Labeled-object pointing entries
___

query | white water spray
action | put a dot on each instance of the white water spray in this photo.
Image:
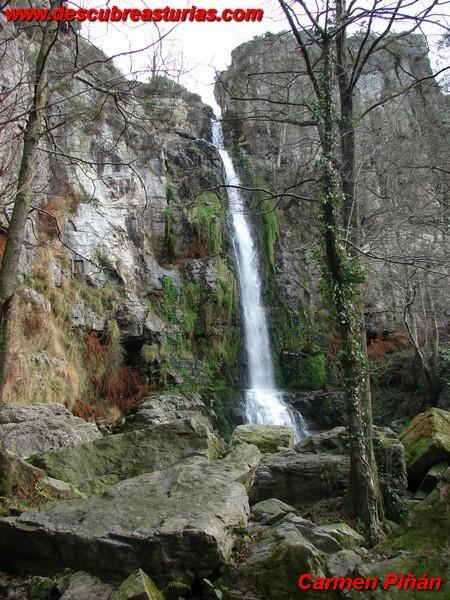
(264, 403)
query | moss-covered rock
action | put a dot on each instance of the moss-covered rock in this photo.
(83, 585)
(178, 524)
(419, 546)
(301, 479)
(16, 475)
(344, 534)
(277, 555)
(271, 510)
(427, 442)
(93, 467)
(268, 438)
(41, 588)
(138, 586)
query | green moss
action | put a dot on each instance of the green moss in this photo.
(206, 217)
(269, 231)
(169, 299)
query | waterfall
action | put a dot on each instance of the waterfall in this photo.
(263, 402)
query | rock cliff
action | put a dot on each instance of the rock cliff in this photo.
(401, 191)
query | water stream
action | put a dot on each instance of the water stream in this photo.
(263, 402)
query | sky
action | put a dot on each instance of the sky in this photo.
(198, 50)
(192, 52)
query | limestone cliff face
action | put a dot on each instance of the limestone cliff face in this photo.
(402, 147)
(125, 275)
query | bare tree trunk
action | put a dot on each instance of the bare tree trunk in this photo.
(346, 299)
(9, 270)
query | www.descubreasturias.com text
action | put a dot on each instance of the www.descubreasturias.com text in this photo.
(116, 14)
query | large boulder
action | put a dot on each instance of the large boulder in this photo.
(27, 430)
(94, 466)
(84, 586)
(427, 443)
(420, 546)
(275, 556)
(268, 438)
(177, 524)
(17, 477)
(162, 408)
(300, 478)
(138, 586)
(389, 451)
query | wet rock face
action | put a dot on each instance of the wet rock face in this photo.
(427, 443)
(178, 523)
(318, 467)
(27, 430)
(268, 438)
(94, 466)
(301, 479)
(282, 546)
(409, 130)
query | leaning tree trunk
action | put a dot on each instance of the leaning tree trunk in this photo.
(9, 270)
(342, 276)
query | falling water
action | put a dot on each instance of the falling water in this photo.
(264, 403)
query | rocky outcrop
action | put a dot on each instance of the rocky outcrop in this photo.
(94, 466)
(268, 438)
(301, 479)
(161, 407)
(264, 93)
(282, 546)
(138, 586)
(318, 468)
(27, 430)
(179, 523)
(82, 585)
(135, 288)
(427, 443)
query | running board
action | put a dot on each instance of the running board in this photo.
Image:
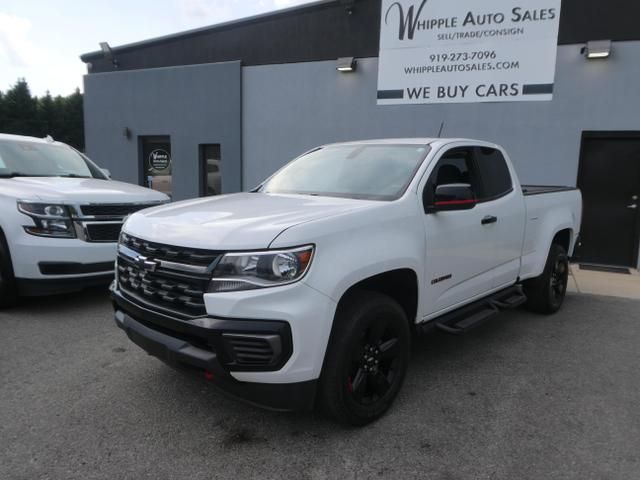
(475, 314)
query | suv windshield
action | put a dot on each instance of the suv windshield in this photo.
(375, 172)
(31, 159)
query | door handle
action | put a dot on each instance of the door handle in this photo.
(489, 219)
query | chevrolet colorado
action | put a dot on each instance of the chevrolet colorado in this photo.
(61, 217)
(309, 287)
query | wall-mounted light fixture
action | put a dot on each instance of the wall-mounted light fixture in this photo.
(348, 6)
(597, 49)
(346, 64)
(107, 53)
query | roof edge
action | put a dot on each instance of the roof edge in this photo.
(266, 16)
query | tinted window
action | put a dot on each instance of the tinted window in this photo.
(455, 166)
(496, 180)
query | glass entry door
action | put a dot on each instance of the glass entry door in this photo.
(210, 170)
(156, 162)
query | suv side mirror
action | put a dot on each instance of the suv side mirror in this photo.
(453, 196)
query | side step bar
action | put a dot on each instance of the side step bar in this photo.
(475, 314)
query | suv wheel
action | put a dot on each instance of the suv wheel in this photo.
(367, 358)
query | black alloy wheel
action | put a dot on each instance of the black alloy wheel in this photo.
(367, 358)
(375, 363)
(545, 294)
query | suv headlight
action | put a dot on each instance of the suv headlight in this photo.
(251, 270)
(52, 220)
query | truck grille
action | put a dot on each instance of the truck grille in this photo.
(164, 288)
(157, 251)
(113, 210)
(103, 232)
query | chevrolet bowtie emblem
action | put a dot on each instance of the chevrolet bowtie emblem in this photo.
(145, 264)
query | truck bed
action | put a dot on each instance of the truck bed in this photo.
(540, 189)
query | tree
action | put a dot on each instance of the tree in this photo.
(60, 117)
(20, 110)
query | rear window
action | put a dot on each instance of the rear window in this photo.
(496, 179)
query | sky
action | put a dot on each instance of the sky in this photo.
(42, 41)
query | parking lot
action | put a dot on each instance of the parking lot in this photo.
(523, 397)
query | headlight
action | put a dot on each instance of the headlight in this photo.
(51, 220)
(251, 270)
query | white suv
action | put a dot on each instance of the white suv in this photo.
(61, 218)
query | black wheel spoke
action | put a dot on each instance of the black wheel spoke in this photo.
(389, 348)
(356, 353)
(380, 383)
(358, 382)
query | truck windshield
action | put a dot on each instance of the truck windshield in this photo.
(31, 159)
(364, 171)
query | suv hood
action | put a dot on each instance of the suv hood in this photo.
(235, 222)
(77, 190)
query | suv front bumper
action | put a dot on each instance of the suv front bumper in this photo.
(204, 346)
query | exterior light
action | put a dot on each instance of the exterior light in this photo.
(107, 53)
(346, 64)
(597, 49)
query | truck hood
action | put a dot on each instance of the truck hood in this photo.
(77, 190)
(235, 222)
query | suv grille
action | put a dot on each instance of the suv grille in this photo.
(103, 232)
(112, 210)
(165, 288)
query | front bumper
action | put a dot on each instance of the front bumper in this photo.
(201, 346)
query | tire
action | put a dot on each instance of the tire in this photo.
(8, 290)
(546, 293)
(366, 360)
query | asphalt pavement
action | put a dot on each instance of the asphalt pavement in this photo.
(522, 397)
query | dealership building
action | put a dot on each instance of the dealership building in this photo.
(218, 109)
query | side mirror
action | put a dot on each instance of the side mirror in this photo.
(453, 196)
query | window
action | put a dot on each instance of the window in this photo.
(210, 174)
(36, 159)
(455, 166)
(369, 171)
(496, 180)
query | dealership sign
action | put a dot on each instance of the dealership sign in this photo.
(444, 51)
(159, 160)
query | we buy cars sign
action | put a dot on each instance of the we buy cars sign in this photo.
(444, 51)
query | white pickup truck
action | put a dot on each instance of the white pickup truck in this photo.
(60, 218)
(308, 288)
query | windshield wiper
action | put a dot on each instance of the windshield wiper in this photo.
(73, 175)
(16, 174)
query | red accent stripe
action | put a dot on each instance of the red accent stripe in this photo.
(456, 202)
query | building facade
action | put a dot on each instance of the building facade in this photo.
(216, 110)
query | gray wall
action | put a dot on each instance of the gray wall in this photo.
(290, 108)
(193, 104)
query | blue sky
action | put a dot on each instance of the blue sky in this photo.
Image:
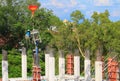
(63, 8)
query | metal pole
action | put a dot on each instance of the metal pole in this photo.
(4, 66)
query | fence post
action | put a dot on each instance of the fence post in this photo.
(51, 66)
(77, 63)
(24, 64)
(98, 71)
(47, 64)
(61, 65)
(4, 66)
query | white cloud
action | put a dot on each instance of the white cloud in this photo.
(115, 13)
(57, 4)
(73, 3)
(103, 2)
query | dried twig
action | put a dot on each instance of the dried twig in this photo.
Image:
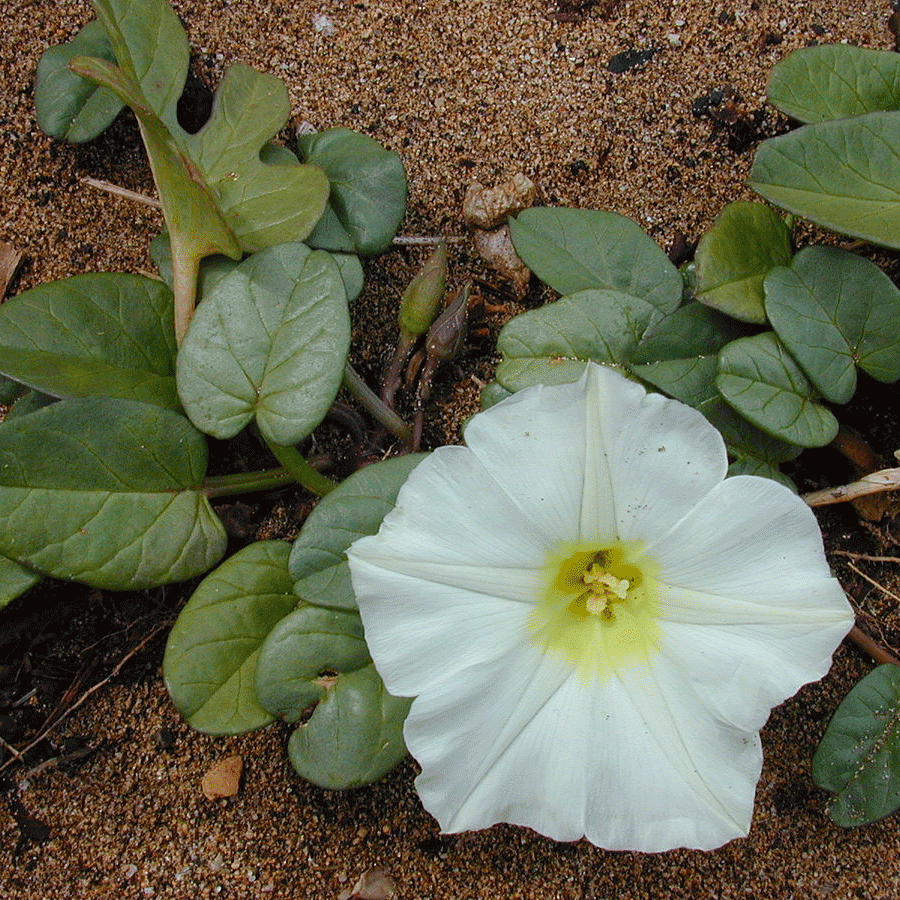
(86, 695)
(872, 647)
(111, 188)
(876, 483)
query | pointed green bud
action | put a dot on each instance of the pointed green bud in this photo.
(422, 298)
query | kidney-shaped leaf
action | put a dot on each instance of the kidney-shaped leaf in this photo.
(745, 242)
(15, 579)
(355, 508)
(67, 106)
(106, 492)
(834, 311)
(213, 648)
(107, 334)
(551, 344)
(270, 341)
(368, 191)
(575, 250)
(859, 757)
(761, 380)
(838, 174)
(355, 734)
(835, 81)
(301, 647)
(263, 203)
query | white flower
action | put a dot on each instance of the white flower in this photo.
(594, 622)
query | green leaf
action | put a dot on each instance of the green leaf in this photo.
(574, 250)
(761, 380)
(270, 341)
(745, 242)
(551, 344)
(859, 757)
(368, 191)
(303, 645)
(355, 508)
(106, 334)
(15, 579)
(67, 106)
(692, 330)
(760, 468)
(840, 174)
(151, 49)
(107, 492)
(493, 393)
(263, 203)
(834, 311)
(355, 734)
(835, 81)
(190, 210)
(693, 381)
(213, 648)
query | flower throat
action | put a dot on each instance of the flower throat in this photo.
(599, 607)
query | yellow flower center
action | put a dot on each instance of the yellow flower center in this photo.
(599, 607)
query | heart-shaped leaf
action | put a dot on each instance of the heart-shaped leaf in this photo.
(745, 242)
(859, 757)
(692, 330)
(761, 380)
(355, 508)
(355, 734)
(834, 311)
(263, 203)
(310, 641)
(835, 81)
(270, 341)
(213, 648)
(693, 381)
(834, 173)
(15, 579)
(574, 250)
(107, 492)
(551, 344)
(368, 191)
(107, 334)
(67, 106)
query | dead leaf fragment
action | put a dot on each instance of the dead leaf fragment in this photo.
(373, 884)
(489, 207)
(223, 779)
(496, 248)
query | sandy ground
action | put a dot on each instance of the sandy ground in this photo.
(464, 91)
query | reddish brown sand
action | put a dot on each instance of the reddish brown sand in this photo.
(463, 91)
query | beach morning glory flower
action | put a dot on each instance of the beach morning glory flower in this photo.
(593, 620)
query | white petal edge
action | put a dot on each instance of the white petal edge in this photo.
(525, 741)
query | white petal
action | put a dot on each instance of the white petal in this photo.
(451, 510)
(662, 456)
(420, 632)
(532, 445)
(633, 763)
(750, 539)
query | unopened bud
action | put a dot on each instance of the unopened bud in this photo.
(422, 298)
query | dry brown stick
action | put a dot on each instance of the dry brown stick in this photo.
(111, 188)
(873, 582)
(872, 647)
(864, 557)
(88, 693)
(876, 483)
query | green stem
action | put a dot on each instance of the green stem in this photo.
(246, 482)
(185, 270)
(373, 404)
(301, 470)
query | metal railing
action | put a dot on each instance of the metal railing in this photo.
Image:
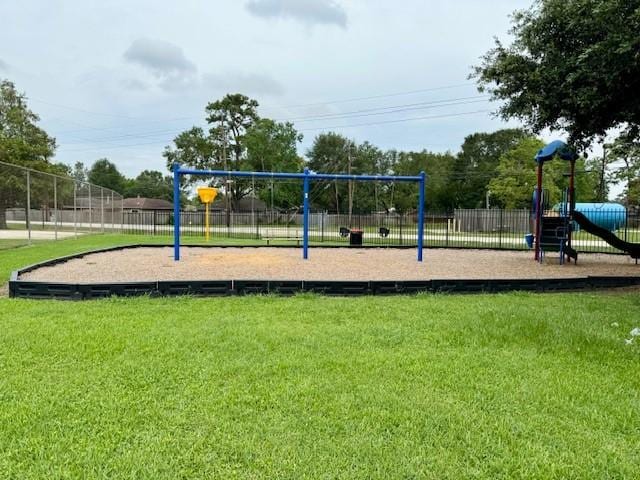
(36, 206)
(463, 228)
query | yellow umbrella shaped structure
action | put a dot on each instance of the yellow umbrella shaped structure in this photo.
(207, 195)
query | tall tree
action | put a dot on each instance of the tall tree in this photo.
(516, 177)
(106, 174)
(151, 184)
(22, 142)
(272, 147)
(573, 65)
(79, 172)
(234, 124)
(476, 165)
(439, 196)
(329, 153)
(625, 152)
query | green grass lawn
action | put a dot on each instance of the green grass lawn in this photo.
(427, 386)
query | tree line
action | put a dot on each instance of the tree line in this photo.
(571, 66)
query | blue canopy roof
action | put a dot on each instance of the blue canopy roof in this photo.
(557, 147)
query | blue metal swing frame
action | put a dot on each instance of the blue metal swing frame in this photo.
(307, 177)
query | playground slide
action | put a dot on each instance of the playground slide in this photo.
(633, 249)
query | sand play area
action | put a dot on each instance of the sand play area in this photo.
(264, 263)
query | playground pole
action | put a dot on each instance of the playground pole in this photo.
(572, 200)
(305, 215)
(176, 212)
(421, 215)
(538, 209)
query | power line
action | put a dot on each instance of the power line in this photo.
(330, 102)
(372, 97)
(353, 114)
(395, 121)
(314, 128)
(392, 108)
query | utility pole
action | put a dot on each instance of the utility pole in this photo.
(350, 184)
(227, 186)
(601, 193)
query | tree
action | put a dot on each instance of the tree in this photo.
(334, 153)
(476, 163)
(573, 65)
(516, 177)
(272, 147)
(151, 184)
(234, 125)
(23, 143)
(106, 174)
(625, 151)
(79, 172)
(329, 154)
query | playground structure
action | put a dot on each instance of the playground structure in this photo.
(207, 195)
(554, 232)
(307, 177)
(336, 270)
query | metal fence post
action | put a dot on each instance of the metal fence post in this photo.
(75, 209)
(90, 212)
(112, 212)
(102, 209)
(305, 204)
(28, 214)
(500, 229)
(55, 207)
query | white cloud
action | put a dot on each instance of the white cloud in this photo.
(247, 83)
(305, 11)
(165, 61)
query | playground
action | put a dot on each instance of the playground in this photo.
(356, 269)
(336, 264)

___

◆ Problem details ◆
Reproduce verbatim the stretch of items from the line containing "query | green grass lawn" through the final line of the items, including both of those lines.

◆ Result of the exercise ◆
query | green grass lawn
action | put a dot on each instance of the green grass lawn in this photo.
(427, 386)
query | tree line
action | put a dot on each instance of the tree line in this photo.
(571, 66)
query | blue canopy roof
action | put a dot on each instance of the blue canopy roof in this photo.
(557, 147)
query | blue metal swing frame
action | put a dot on each instance of the blue metal swing frame in this photo.
(307, 177)
query | playground slide
action | put a dot on each instance of the playground slide in this photo.
(633, 249)
query | sand play area
action | put a dot on each instance of the sand play area in this photo.
(264, 263)
query | playground pole
action | put a dot on each instance of the playground pole in this photo.
(572, 200)
(305, 215)
(176, 212)
(421, 215)
(538, 209)
query | power line
action | put a dot on each instance of the power line in this photo.
(330, 102)
(372, 97)
(353, 114)
(395, 121)
(314, 128)
(392, 108)
query | utility pole
action | put a dot on each instance of the utility pole in this photo.
(350, 184)
(227, 186)
(601, 193)
query | tree
action | put a dot on each instance of the tree in this photo.
(334, 153)
(476, 163)
(573, 65)
(516, 177)
(272, 147)
(151, 184)
(234, 125)
(23, 143)
(106, 174)
(625, 151)
(79, 172)
(329, 154)
query | playground structure
action | put a dot on each instance of the playground structure in this photo.
(207, 195)
(554, 232)
(307, 177)
(336, 270)
query | metal fence post
action | put a dot on each instance of the metal fence post in this photo.
(75, 209)
(90, 212)
(112, 212)
(102, 209)
(305, 204)
(28, 214)
(500, 229)
(55, 207)
query | white cloud
action | put a dot on each instance of the white cloud in this photo.
(247, 83)
(305, 11)
(165, 61)
query | playground
action | put a dot on each instance of the playground in this photo.
(356, 269)
(336, 264)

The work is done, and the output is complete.